* **Brief**: Reproduce only the rows starting at the line containing "of the school" and ending at the line containing "Query: school of fish", switching "school of fish" to "shoal of fish" and leaving everything else unchanged.

--- start Supplied data ---

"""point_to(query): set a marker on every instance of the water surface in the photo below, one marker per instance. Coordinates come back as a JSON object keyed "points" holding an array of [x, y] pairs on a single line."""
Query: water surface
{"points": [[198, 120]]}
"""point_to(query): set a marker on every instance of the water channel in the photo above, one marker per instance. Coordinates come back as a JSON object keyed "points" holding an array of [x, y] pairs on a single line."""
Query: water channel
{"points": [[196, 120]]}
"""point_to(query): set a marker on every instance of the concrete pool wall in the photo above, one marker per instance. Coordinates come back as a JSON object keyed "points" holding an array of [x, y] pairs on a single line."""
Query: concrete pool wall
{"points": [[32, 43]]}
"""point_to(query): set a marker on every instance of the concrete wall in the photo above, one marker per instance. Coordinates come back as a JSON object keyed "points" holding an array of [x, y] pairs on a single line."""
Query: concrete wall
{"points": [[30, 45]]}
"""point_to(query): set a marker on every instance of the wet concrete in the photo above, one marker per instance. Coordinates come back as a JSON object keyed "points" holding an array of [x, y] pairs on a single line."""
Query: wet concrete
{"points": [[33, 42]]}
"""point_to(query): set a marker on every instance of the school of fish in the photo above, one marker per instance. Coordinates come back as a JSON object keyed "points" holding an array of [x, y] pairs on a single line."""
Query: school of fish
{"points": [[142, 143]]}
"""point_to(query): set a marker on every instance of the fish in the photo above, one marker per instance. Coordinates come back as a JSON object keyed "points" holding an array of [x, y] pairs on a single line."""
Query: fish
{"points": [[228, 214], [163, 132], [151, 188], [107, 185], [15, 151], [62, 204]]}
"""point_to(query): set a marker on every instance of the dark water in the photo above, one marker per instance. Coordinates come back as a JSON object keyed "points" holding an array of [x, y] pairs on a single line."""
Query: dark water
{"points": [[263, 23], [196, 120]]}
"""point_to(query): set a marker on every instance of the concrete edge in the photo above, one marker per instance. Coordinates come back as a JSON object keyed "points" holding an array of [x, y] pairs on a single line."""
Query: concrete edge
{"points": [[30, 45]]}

--- end Supplied data ---
--- start Supplied data ---

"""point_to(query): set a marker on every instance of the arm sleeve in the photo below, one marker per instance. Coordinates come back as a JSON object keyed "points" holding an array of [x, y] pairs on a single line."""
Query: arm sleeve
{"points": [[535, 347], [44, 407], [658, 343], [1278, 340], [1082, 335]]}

--- end Supplied data ---
--- start Supplied data ---

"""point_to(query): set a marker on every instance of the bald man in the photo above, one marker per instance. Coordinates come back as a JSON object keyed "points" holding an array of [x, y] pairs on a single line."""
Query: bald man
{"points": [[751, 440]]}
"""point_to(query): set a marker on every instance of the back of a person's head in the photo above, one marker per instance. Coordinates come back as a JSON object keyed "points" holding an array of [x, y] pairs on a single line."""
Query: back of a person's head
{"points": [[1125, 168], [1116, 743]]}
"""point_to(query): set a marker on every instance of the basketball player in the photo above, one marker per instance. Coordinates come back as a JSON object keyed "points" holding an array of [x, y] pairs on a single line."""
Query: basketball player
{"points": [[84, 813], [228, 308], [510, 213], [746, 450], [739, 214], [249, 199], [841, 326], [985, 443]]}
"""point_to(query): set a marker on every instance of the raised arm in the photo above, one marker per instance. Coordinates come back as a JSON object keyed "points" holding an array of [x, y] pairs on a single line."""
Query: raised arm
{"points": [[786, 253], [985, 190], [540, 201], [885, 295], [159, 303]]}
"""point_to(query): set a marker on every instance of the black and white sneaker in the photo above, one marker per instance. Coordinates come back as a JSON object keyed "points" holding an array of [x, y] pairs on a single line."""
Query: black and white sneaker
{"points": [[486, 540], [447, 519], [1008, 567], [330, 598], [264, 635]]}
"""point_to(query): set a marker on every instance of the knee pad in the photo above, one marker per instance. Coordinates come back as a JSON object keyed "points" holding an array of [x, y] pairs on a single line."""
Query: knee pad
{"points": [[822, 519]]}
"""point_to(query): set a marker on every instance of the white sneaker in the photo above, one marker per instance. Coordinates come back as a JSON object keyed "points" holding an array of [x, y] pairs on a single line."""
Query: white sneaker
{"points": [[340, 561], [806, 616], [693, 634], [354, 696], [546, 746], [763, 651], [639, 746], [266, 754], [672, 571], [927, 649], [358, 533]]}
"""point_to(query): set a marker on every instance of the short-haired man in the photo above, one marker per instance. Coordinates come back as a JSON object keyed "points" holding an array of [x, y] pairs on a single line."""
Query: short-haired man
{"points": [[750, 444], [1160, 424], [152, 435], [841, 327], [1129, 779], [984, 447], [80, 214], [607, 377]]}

--- end Supplied data ---

* **Result**:
"""point_to(query): set a marker on every instance of the shoal of fish in the photo above, one marker per instance. Coordinates come back as a JSON object keyed "points" holding an array of [x, y] pairs on a single line."""
Query: shoal of fish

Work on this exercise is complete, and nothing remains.